• [What is required] Nothing but the exact text of the entries should appear in your answer; pictures stay out.

Point-per-instance localization data:
▼

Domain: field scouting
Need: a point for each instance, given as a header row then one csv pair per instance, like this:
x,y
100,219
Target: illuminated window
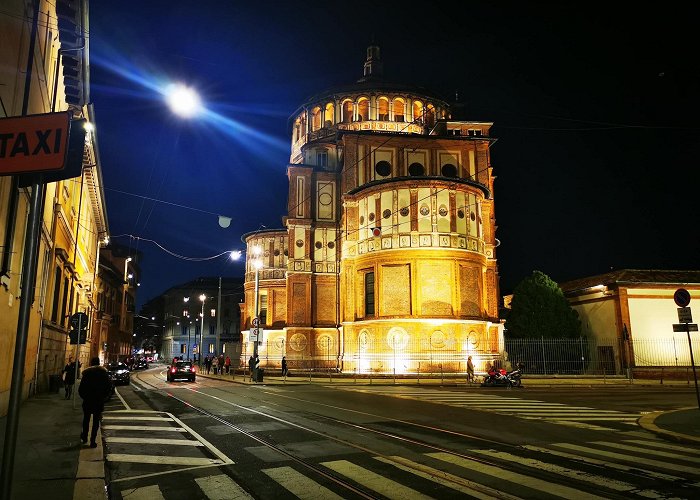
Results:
x,y
369,294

▲

• [Answer for this exercise]
Domain: field scouting
Need: a point for each instance, given as a header row then one csv pair per instance, like this:
x,y
100,219
Target: illuminated window
Results:
x,y
369,294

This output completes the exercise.